*** ENTRIES SUPPLIED

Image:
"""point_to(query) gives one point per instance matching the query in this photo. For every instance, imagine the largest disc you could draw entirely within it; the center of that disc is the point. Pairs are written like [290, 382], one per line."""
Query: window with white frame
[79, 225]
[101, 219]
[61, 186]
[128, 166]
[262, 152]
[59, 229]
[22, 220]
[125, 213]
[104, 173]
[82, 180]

******

» DIRECTIVE: Rewrite the rows above with "white frame" replaced by "black frame" and everything else left as it is.

» OUTPUT FOR THIS TASK:
Image:
"""point_to(query) gives one point per instance matching the query in this photo. For every instance, imagine the largest disc you could draw entirely within it; the center of that disc is the point. Pairs are written like [290, 382], one per line."""
Query: window with black frame
[79, 225]
[101, 219]
[61, 186]
[128, 166]
[262, 152]
[59, 229]
[22, 220]
[125, 213]
[104, 173]
[82, 180]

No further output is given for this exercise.